> **EXCERPTED PASSAGE**:
-------------------------
NUMA node #1 has access to the GPU on the PCI bus, so any threads managing GPU folding will be assigned to a core in that node.
Pinning the GPU Core
Folding@Home can give you work units to stress the CUDA cores on your overpriced GPU. You deserve to get the most out of your investment. In order to move data around all those CUDA cores, there’s one usermode thread that needs as much processing power as it can get. I pin my threads to logical cores 11 and 23 (both on NUMA node 1). Nothing else will run on those two logical cores (one physical core; logical core number modulo 12 is the physical core number for my Threadripper).
If you pin cores as above, that’s the single best way to improve GPU folding performance without tweaking a single GPU setting. You can do some stuff with renicing processes, but I couldn’t tell you how much that does compared to just giving a whole physical core to GPU folding.
Hyperthreading is a convenient white lie. You can try and run two CPU folding threads on one physical core, but unless you have very specialized hardware chances are the floating point unit in each core is going to be a bottleneck that prevents you from actually getting double the performance. Here’s what the backend instruction pipeline looks for the Zen architecture, which is what each of the cores on my TR1920x is based on:
You get a max of four 128-bit floating point operations per cycle. AVX256 instructions are 256 bits wide. That’s your bottleneck. Empirically, I’m not getting much better folding throughput per core by running 1 CPU thread versus 2. Your mileage may vary, but I’ve stuck with only scheduling 1 folding thread 1 CPU core per CPU core except where necessary.
-------------------------
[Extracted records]

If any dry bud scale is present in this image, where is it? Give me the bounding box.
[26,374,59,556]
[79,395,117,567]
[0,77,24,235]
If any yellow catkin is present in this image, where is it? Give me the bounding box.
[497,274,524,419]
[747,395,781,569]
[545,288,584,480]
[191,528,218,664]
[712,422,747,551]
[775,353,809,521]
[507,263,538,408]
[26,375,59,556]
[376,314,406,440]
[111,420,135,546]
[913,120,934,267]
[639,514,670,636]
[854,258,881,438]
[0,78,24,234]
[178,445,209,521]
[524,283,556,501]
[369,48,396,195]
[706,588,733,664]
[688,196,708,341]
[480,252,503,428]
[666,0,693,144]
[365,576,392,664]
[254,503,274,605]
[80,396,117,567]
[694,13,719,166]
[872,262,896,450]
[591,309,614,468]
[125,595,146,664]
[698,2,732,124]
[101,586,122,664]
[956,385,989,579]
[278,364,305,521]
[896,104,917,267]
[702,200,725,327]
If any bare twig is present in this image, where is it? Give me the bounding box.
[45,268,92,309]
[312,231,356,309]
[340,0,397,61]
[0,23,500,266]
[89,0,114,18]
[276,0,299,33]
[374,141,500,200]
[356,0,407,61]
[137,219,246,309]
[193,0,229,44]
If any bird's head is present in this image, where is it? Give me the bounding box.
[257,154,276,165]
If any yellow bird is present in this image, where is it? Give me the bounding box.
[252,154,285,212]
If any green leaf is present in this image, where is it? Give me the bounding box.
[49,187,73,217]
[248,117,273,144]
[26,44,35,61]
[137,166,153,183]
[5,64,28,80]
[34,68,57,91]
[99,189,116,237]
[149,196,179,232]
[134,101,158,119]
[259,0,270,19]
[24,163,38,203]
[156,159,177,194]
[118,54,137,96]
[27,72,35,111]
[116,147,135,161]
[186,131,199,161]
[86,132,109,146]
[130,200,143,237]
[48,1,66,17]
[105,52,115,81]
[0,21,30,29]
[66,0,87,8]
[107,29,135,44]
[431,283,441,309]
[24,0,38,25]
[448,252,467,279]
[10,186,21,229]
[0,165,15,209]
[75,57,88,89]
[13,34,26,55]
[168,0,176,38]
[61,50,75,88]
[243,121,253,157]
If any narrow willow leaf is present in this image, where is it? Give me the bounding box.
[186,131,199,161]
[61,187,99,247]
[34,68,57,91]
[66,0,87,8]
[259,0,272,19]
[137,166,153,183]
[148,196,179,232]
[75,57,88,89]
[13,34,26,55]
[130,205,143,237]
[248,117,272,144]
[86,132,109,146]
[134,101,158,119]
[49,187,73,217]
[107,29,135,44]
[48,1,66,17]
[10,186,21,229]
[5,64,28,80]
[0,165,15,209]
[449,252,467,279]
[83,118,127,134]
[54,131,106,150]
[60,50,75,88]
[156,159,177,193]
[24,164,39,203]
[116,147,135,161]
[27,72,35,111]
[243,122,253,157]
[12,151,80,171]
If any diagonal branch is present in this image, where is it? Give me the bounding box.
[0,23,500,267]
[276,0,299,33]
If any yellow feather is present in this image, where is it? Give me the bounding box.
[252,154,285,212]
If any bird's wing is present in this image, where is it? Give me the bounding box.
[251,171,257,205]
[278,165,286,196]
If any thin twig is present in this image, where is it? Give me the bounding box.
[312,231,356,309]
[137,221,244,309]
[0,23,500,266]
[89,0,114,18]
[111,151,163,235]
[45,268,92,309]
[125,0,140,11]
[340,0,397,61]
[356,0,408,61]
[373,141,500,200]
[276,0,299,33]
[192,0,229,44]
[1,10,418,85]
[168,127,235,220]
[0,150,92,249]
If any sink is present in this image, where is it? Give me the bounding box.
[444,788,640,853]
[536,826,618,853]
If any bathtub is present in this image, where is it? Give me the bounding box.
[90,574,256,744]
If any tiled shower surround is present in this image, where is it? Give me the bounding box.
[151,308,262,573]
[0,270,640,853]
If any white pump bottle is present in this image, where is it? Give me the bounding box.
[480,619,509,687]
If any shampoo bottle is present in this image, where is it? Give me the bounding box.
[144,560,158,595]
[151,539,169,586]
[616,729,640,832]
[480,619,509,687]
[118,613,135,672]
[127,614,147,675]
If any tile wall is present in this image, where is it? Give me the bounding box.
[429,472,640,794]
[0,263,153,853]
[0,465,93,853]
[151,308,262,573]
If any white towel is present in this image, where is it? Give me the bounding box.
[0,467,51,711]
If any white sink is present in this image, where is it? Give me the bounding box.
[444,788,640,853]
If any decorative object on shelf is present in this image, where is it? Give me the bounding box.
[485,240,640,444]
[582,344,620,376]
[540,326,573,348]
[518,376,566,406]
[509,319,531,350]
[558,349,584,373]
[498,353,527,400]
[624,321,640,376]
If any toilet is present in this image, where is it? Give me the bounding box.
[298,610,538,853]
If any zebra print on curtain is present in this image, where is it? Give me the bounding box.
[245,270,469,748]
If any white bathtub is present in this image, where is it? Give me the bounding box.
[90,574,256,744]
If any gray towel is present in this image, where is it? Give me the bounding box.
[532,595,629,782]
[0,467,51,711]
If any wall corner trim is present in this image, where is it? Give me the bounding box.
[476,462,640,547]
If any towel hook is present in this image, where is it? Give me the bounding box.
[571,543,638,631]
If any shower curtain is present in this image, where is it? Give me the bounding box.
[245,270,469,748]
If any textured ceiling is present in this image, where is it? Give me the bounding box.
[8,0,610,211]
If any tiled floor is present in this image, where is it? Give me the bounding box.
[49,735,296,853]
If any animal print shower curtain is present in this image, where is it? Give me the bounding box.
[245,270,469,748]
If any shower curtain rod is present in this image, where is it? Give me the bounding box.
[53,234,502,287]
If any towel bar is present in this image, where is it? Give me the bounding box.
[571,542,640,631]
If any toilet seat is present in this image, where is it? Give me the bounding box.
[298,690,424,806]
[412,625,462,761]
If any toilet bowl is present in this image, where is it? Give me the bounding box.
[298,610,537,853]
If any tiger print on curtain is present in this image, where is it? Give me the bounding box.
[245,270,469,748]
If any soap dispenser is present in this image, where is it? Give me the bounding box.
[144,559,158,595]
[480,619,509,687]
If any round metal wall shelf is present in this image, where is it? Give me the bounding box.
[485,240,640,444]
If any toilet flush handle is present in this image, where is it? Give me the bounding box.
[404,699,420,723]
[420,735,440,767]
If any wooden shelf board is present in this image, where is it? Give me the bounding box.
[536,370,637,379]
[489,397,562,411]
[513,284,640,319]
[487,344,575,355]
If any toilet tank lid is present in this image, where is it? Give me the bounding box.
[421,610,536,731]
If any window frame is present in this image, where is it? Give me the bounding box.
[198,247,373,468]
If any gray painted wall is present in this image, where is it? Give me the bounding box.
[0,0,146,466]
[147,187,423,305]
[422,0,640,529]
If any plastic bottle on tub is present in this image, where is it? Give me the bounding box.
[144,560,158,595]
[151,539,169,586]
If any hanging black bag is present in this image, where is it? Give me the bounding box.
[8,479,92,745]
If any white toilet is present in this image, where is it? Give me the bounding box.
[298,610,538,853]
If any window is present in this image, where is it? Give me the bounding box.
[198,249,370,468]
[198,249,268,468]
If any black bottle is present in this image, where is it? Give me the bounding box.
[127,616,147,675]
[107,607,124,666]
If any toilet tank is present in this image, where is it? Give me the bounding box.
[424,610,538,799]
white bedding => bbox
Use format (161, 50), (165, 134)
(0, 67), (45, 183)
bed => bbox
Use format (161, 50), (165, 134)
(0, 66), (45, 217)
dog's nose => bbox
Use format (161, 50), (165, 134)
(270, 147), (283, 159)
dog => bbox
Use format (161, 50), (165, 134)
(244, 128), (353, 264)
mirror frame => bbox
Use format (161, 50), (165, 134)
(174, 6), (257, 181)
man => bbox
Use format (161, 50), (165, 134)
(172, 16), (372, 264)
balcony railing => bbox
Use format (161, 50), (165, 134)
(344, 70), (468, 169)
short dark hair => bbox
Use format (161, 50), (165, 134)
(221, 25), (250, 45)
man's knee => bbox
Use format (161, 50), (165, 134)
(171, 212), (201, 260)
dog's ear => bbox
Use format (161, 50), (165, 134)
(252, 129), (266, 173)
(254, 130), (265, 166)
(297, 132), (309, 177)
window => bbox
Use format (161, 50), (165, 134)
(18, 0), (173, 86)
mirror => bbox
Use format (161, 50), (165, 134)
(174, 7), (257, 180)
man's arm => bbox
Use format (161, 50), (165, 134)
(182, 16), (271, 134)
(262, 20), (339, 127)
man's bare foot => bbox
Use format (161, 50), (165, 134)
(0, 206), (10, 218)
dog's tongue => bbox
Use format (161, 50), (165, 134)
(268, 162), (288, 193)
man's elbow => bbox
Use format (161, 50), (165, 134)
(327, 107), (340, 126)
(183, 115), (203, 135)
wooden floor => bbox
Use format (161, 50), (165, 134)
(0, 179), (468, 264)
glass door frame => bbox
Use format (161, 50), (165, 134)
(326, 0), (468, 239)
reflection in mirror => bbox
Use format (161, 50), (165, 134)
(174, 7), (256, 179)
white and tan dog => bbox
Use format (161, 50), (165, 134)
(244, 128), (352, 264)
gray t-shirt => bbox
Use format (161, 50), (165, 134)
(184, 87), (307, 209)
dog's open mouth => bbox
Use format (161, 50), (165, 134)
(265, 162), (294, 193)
-------------------------
> **PROBLEMS TO WORK ON**:
a) For each statement, answer yes or no according to the Folding@Home passage and quote the words that settle it. (i) The author pins threads to logical cores 11 and 23, both on NUMA node 1. (ii) Running two CPU folding threads per physical core roughly doubles the author's folding throughput. (iii) Zen cores can perform at most four 128-bit floating point operations per cycle.
b) How wide are AVX256 instructions, according to the Folding@Home passage?
c) Proceed with the Folding@Home passage from the point where it stops.
The data has no connection to the Folding@Home passage.

> **IN RESPONSE**:
a)
(i) Yes: "I pin my threads to logical cores 11 and 23 (both on NUMA node 1)."
(ii) No: "Empirically, I’m not getting much better folding throughput per core by running 1 CPU thread versus 2."
(iii) Yes: "You get a max of four 128-bit floating point operations per cycle."

b) 256 bits wide.

c)
Specifically, of logical cores 0-23, CPU folding currently occurs on core 8 and cores 12-22. I chose core 8 because it does not share an L3 cache with any cores that do GPU folding. I would like to keep L3 cache pressure as low as reasonably possible for those cores. This means physical core 8 (logical cores 8 and 20) has two CPU folding threads scheduled while every other physical core has at most 1. This, in my experience, has been a better arrangement than turning off hyperthreading/SMT in the BIOS settings.
Again, you can do some stuff with scheduler hints but again I can’t tell you if it’s worth it.
Linux processes can have hints for how to allocate new memory pages to a process relative to the the NUMA layout of a system. The one we want for CPU folding is “localalloc” which says that physical memory must be provided from the local NUMA node of the calling thread. This helps to ensure optimal memory performance. The easiest way to set this for a process is to use the numactl command.
Bypassing Needless Syscalls
If you are a writing a multithreaded application, one way you can have one thread wait for another to complete an action is to check as often as possible if that action is done yet. Another is to say “I’m gonna let some other thread do some work, wake me when it’s done and I’ll do another check.” The latter is what happens when you call the “sched_yield” syscall. Folding at Home CPU cores call that a lot. Probably to be nice to other processes (this is meant to be run in the background after all).
The calls are initiated from userland via the sched_yield libc function which is a wrapper for the syscall. Because sched_yield is a dynamically loaded symbol, we can hook the loading with an appropriate LD_PRELOAD setting and force all calls to that function to immediately return 0 without ever yielding to the kernel. This empirically boosts folding throughput by a noticeable amount once you have threads pinned appropriately.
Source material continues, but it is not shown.